## What is required
Reproduce the full set of records verbatim.

## Listed records
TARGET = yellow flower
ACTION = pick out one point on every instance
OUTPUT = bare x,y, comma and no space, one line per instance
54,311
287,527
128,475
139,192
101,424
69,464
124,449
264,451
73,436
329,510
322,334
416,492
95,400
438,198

## Exercise response
TARGET = yellow flower
ACTION = pick out one point on every instance
OUTPUT = bare x,y, comma and no space, one line per instance
54,311
287,527
128,475
139,192
101,424
69,464
124,449
264,451
73,436
329,510
322,334
416,492
95,400
438,198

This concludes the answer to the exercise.